[Opening Quoted passage section]
Rationale: The experience of strong traumata leads to the formation of enduring fear memories that may degenerate into post-traumatic stress disorder. One of the most successful treatments for this condition consists of extinction training during which the repeated exposure to trauma-inducing stimuli in a safe environment results in an attenuation of the fearful component of trauma-related memories. While numerous studies have investigated the neural substrates of recent (e.g., 1-day-old) fear memory attenuation, much less is known about the neural networks mediating the attenuation of remote (e.g., 30-day-old) fear memories. Since extinction training becomes less effective when applied long after the original encoding of the traumatic memory, this represents an important gap in memory research.
Objectives: Here, we aimed to generate a comprehensive map of brain activation upon effective remote fear memory attenuation in the mouse.
Methods: We developed an efficient extinction training paradigm for 1-month-old contextual fear memory attenuation and performed cFos immunohistochemistry and network connectivity analyses on a set of cortical, amygdalar, thalamic, and hippocampal regions.
[Closing Quoted passage section]
◆ Work instruction ◆
Continue the abstract on attenuating remote fear memories in mice from the point where it stops.
[Opening Extracted information section]
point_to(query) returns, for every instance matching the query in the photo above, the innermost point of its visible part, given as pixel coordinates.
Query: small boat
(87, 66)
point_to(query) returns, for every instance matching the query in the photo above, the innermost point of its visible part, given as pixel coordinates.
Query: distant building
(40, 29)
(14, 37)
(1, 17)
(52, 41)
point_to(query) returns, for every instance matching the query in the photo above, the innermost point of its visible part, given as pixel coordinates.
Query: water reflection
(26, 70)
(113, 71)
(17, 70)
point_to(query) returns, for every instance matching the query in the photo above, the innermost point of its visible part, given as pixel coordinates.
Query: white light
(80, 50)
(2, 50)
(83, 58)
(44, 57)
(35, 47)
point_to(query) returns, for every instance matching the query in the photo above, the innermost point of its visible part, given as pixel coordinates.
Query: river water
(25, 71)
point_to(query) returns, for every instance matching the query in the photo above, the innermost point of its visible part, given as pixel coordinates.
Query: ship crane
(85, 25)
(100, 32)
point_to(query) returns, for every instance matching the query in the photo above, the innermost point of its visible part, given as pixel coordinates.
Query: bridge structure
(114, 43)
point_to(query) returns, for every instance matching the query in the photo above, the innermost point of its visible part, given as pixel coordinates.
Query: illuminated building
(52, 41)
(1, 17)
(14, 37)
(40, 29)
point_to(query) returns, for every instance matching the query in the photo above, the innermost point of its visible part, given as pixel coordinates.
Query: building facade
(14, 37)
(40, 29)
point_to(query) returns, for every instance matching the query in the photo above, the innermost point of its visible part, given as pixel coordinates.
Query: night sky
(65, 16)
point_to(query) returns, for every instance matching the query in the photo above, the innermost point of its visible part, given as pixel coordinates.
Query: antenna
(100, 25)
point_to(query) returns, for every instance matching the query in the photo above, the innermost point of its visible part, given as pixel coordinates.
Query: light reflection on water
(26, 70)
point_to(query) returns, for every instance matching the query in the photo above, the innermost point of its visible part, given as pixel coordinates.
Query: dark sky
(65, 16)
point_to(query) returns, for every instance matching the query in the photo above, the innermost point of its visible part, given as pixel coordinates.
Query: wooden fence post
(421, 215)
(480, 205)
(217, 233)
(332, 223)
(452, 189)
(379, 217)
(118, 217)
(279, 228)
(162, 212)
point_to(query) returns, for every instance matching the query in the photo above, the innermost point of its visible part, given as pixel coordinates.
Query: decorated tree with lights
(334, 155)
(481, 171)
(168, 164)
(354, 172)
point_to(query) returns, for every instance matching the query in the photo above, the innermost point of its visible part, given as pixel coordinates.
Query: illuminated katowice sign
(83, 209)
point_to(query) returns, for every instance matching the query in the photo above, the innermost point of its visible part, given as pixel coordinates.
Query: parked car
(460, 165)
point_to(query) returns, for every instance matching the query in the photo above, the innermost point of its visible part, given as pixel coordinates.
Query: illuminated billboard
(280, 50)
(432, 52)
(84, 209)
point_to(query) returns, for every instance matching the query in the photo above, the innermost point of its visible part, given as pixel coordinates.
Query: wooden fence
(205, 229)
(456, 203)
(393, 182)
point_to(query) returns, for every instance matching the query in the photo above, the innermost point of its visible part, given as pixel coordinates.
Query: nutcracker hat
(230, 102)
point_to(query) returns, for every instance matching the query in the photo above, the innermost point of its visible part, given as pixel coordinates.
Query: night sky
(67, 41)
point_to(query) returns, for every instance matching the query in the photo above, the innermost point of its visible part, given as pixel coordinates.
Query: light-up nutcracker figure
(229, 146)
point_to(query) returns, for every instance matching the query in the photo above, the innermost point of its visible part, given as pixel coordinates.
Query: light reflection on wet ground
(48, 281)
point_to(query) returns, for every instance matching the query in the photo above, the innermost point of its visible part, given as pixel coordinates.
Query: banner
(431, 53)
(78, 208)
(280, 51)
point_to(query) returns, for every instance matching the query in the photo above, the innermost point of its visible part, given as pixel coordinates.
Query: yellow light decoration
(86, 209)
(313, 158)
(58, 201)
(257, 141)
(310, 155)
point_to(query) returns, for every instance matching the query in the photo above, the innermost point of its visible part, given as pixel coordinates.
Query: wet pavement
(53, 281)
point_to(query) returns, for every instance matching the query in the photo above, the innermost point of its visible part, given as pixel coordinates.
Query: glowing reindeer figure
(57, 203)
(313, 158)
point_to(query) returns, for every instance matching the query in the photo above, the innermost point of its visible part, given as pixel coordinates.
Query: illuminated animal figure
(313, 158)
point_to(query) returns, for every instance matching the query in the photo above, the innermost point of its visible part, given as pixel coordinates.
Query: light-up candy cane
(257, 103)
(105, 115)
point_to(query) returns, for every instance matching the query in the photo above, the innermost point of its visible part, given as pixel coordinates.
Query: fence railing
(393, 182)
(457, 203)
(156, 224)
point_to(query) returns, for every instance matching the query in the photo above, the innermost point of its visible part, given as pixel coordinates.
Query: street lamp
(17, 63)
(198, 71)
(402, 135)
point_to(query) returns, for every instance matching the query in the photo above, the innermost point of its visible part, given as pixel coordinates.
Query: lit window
[Closing Extracted information section]
◆ Output ◆
Results: Remote fear memory attenuation induced cFos in the prelimbic cortex, the basolateral amygdala, the nucleus reuniens of the thalamus, and the ventral fields of the hippocampal CA1 and CA3. All these structures were equally recruited by remote fear memory recall, but not by the recall of a familiar neutral context.
Conclusion: These results suggest that progressive fear attenuation mediated by repetitive exposure is accompanied by sustained neuronal activation and not reverted to a pre-conditioning brain state. These findings contribute to the identification of brain areas as targets for therapeutic approaches against traumatic memories.
Keywords: Amygdala; Contextual fear conditioning; Cortex; Extinction; Hippocampus; Neuronal network; PTSD; Remote memory; Thalamus; cFos.